- [Exercise directions] Retype the data exactly, so that every line matches the original.

- [Provided entries]
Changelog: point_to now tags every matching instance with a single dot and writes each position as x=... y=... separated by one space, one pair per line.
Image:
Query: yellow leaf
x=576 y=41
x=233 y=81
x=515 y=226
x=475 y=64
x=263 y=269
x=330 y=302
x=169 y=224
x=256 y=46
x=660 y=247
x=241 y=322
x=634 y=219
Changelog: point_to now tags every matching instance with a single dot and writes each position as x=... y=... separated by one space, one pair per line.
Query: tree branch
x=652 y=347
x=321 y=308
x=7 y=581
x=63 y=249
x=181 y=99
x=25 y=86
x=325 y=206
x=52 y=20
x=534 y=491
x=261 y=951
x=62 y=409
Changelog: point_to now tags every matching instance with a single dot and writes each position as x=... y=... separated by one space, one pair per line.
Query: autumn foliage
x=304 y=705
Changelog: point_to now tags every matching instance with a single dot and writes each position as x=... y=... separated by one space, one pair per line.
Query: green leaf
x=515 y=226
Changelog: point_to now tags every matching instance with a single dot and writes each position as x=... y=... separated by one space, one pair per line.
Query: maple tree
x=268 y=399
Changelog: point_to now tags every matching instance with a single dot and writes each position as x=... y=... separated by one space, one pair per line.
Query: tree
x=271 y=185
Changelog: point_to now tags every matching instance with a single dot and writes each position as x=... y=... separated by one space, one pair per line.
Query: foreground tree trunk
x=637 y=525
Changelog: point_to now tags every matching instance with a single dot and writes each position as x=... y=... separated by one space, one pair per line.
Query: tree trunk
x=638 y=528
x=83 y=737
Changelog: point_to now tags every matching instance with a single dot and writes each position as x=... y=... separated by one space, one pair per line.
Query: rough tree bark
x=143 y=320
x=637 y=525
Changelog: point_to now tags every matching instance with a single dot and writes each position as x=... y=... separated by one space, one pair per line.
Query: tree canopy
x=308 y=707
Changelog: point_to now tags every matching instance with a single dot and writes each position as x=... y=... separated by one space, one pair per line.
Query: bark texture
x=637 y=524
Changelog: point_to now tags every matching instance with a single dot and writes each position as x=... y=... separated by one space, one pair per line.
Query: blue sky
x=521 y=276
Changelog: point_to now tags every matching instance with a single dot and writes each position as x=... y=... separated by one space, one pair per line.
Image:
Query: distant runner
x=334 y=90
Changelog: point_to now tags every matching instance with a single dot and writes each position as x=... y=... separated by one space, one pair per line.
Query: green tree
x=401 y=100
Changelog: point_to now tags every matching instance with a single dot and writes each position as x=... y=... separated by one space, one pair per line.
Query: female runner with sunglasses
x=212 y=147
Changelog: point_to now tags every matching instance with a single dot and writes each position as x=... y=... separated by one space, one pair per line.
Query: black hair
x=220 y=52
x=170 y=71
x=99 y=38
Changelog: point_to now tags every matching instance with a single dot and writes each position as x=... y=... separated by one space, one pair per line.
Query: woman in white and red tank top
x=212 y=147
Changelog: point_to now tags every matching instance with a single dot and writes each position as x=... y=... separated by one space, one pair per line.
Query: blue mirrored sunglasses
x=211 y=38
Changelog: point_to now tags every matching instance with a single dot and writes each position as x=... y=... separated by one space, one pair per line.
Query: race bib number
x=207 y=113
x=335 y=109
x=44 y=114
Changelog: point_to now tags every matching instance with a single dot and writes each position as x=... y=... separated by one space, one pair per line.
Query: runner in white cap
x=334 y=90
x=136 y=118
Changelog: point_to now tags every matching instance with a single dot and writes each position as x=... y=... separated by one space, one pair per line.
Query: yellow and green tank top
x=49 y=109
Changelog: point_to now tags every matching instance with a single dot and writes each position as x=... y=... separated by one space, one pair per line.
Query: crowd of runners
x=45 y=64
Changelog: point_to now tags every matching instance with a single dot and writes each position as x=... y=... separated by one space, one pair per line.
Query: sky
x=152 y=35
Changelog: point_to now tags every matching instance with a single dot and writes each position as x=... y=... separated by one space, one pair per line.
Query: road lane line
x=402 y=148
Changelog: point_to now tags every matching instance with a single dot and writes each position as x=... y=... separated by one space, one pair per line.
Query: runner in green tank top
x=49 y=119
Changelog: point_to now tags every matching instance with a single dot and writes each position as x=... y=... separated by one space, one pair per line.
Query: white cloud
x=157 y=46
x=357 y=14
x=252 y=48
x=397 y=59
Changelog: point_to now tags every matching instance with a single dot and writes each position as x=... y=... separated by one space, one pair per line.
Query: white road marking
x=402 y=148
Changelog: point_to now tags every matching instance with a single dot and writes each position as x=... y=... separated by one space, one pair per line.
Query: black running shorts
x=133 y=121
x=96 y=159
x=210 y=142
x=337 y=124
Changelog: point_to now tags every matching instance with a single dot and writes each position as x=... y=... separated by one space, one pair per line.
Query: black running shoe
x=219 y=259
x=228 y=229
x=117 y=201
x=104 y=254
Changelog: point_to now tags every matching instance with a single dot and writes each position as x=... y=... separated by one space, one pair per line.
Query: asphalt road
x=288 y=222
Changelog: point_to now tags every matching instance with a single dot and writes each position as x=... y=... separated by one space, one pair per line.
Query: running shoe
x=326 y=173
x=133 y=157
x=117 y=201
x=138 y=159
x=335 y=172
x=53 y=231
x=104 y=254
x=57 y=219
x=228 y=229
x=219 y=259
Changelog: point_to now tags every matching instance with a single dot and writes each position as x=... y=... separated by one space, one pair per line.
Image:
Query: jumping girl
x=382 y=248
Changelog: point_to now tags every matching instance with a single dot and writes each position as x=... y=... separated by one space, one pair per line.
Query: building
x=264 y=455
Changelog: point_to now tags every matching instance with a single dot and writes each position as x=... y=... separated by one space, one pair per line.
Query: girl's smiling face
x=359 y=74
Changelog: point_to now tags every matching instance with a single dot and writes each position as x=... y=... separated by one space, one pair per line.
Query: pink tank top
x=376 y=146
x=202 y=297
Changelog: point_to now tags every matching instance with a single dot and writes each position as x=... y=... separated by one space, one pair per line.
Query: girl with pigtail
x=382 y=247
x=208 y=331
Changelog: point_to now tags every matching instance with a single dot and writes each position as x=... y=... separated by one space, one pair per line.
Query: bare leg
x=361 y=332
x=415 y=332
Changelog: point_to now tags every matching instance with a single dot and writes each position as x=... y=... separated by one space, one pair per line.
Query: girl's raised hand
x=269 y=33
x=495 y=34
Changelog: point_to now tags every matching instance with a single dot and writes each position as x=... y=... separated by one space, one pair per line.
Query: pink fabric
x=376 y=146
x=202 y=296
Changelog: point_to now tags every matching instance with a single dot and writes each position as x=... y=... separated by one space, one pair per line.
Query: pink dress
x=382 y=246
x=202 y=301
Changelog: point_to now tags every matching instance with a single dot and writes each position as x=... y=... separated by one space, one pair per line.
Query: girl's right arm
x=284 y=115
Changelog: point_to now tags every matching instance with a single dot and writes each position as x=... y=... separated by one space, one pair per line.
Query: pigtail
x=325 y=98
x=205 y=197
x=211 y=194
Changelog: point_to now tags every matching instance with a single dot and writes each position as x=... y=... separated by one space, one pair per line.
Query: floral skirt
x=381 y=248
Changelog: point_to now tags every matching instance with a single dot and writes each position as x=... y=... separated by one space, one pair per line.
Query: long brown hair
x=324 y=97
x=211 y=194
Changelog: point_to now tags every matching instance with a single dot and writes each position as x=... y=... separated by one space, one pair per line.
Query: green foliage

- [Result below]
Changelog: point_to now tags every matching instance with a single dot and writes each position as x=... y=... separated by one space, one pair per line.
Image:
Query: yellow leaf
x=576 y=41
x=233 y=81
x=515 y=226
x=475 y=64
x=263 y=269
x=330 y=302
x=169 y=224
x=256 y=46
x=660 y=247
x=241 y=322
x=634 y=219
Changelog: point_to now tags every matching instance with a single dot and writes each position as x=... y=... separated by one space, one pair per line.
Query: tree branch
x=652 y=347
x=321 y=308
x=7 y=581
x=63 y=249
x=181 y=99
x=25 y=86
x=325 y=206
x=52 y=20
x=534 y=491
x=261 y=951
x=62 y=409
Changelog: point_to now tags every matching instance with a single dot and writes each position as x=... y=... separated by one space, one pair per line.
Query: autumn foliage
x=304 y=705
Changelog: point_to now tags every matching instance with a single dot and writes each position as x=... y=... separated by one space, one pair per line.
Query: green leaf
x=515 y=226
Changelog: point_to now tags every matching instance with a single dot and writes each position as x=... y=... separated by one space, one pair per line.
Query: maple tree
x=268 y=399
Changelog: point_to now tags every matching instance with a single dot and writes each position as x=... y=... separated by one space, one pair per line.
Query: tree
x=271 y=185
Changelog: point_to now tags every matching instance with a single dot and writes each position as x=... y=... separated by one space, one pair per line.
Query: foreground tree trunk
x=637 y=525
Changelog: point_to now tags every matching instance with a single dot and writes each position as x=... y=... separated by one space, one pair per line.
Query: tree trunk
x=638 y=528
x=83 y=737
Changelog: point_to now tags every matching instance with a single dot and writes each position as x=... y=... separated by one space, one pair per line.
Query: rough tree bark
x=143 y=320
x=637 y=525
Changelog: point_to now tags every matching instance with a single dot and writes each position as x=... y=... separated by one space, one pair per line.
Query: tree canopy
x=308 y=707
Changelog: point_to now tags every matching instance with a single dot and writes each position as x=... y=... separated by one space, one pair per line.
Query: bark texture
x=637 y=524
Changelog: point_to now tags every matching instance with a single dot and writes each position as x=... y=... separated by one space, one pair per line.
Query: blue sky
x=521 y=276
Changelog: point_to now tags every matching instance with a single dot and writes each position as x=... y=... separated by one space, one pair per line.
Image:
Query: distant runner
x=334 y=90
Changelog: point_to now tags every matching instance with a single dot and writes each position as x=... y=... separated by one space, one pair per line.
Query: green tree
x=401 y=100
Changelog: point_to now tags every matching instance with a single dot and writes each position as x=... y=... separated by one space, one pair per line.
Query: female runner with sunglasses
x=212 y=147
Changelog: point_to now tags every matching instance with a single dot and writes each position as x=... y=... separated by one space, one pair per line.
Query: black hair
x=220 y=52
x=170 y=71
x=99 y=38
Changelog: point_to now tags every matching instance with a single dot and writes each position as x=... y=... separated by one space, one pair per line.
Query: woman in white and red tank top
x=212 y=147
Changelog: point_to now tags every matching instance with a single dot and writes each position as x=... y=... separated by one space, one pair per line.
Query: blue mirrored sunglasses
x=211 y=38
Changelog: point_to now tags every matching instance with a single dot and writes each position as x=... y=... separated by one space, one pair per line.
Query: race bib number
x=207 y=113
x=335 y=109
x=44 y=114
Changelog: point_to now tags every matching instance with a single dot and writes each position as x=... y=... separated by one space, one pair per line.
Query: runner in white cap
x=334 y=90
x=136 y=118
Changelog: point_to now tags every matching instance with a single dot and writes each position as x=... y=... separated by one space, one pair per line.
Query: yellow and green tank top
x=49 y=109
Changelog: point_to now tags every matching instance with a single dot and writes each position as x=... y=... separated by one space, one pair per line.
Query: crowd of runners
x=45 y=64
Changelog: point_to now tags every matching instance with a single dot and writes each position as x=... y=... separated by one space, one pair per line.
Query: sky
x=152 y=35
Changelog: point_to now tags every matching instance with a single dot and writes each position as x=... y=... separated by one space, one pair per line.
Query: road lane line
x=402 y=148
Changelog: point_to now tags every matching instance with a single dot and writes each position as x=... y=... separated by one space, one pair per line.
Query: runner in green tank top
x=49 y=119
Changelog: point_to now tags every matching instance with a single dot and writes each position as x=... y=... separated by one space, one pair per line.
Query: white cloud
x=157 y=46
x=357 y=14
x=252 y=48
x=397 y=59
Changelog: point_to now tags every matching instance with a single dot and writes each position as x=... y=... separated by one space, one pair per line.
Query: white road marking
x=402 y=148
Changelog: point_to now tags every matching instance with a single dot and writes each position as x=... y=... separated by one space, one pair per line.
Query: black running shorts
x=133 y=121
x=96 y=159
x=210 y=142
x=337 y=124
Changelog: point_to now tags every matching instance with a single dot and writes each position as x=... y=... separated by one space, one pair per line.
Query: black running shoe
x=219 y=259
x=228 y=229
x=117 y=201
x=104 y=254
Changelog: point_to now tags every matching instance with a single dot and writes each position as x=... y=... separated by one space, one pair per line.
Query: asphalt road
x=288 y=222
Changelog: point_to now tags every matching instance with a single dot and writes each position as x=... y=... separated by one space, one pair per line.
Query: running shoe
x=326 y=173
x=133 y=157
x=117 y=201
x=138 y=159
x=335 y=172
x=53 y=231
x=104 y=254
x=57 y=219
x=228 y=229
x=219 y=259
Changelog: point_to now tags every matching instance with a single dot and writes each position as x=... y=... separated by one space, one pair per line.
Image:
Query: jumping girl
x=382 y=248
Changelog: point_to now tags every matching instance with a single dot and writes each position as x=... y=... separated by one space, one pair per line.
Query: building
x=264 y=455
Changelog: point_to now tags every matching instance with a single dot and writes each position as x=... y=... separated by one space, one pair per line.
Query: girl's smiling face
x=359 y=74
Changelog: point_to now tags every matching instance with a single dot and writes each position as x=... y=... separated by one space, one pair per line.
Query: pink tank top
x=376 y=146
x=202 y=297
Changelog: point_to now tags every matching instance with a single dot and writes each position as x=... y=... separated by one space, one pair per line.
Query: girl with pigtail
x=382 y=247
x=208 y=331
Changelog: point_to now tags every matching instance with a single dot and writes each position as x=... y=... separated by one space, one pair per line.
Query: bare leg
x=361 y=332
x=415 y=332
Changelog: point_to now tags every matching instance with a single dot and writes each position as x=... y=... separated by one space, one pair per line.
Query: girl's raised hand
x=269 y=33
x=495 y=34
Changelog: point_to now tags every matching instance with a single dot and writes each position as x=... y=... separated by one space, one pair per line.
Query: pink fabric
x=376 y=146
x=202 y=296
Changelog: point_to now tags every matching instance with a single dot and writes each position as x=... y=... separated by one space, one pair per line.
Query: pink dress
x=382 y=246
x=202 y=301
Changelog: point_to now tags every matching instance with a single dot and writes each position as x=... y=... separated by one space, one pair per line.
Query: girl's right arm
x=284 y=115
Changelog: point_to now tags every matching instance with a single dot and writes each position as x=... y=... separated by one space, one pair per line.
Query: pigtail
x=325 y=98
x=205 y=197
x=211 y=194
Changelog: point_to now tags every matching instance with a single dot and writes each position as x=... y=... separated by one space, one pair per line.
Query: floral skirt
x=381 y=248
Changelog: point_to now tags every matching instance with a single dot and writes each position as x=... y=... separated by one space, one pair per line.
Query: long brown hair
x=324 y=97
x=211 y=194
Changelog: point_to now tags every matching instance with a single dot and writes each position as x=... y=... separated by one space, one pair per line.
Query: green foliage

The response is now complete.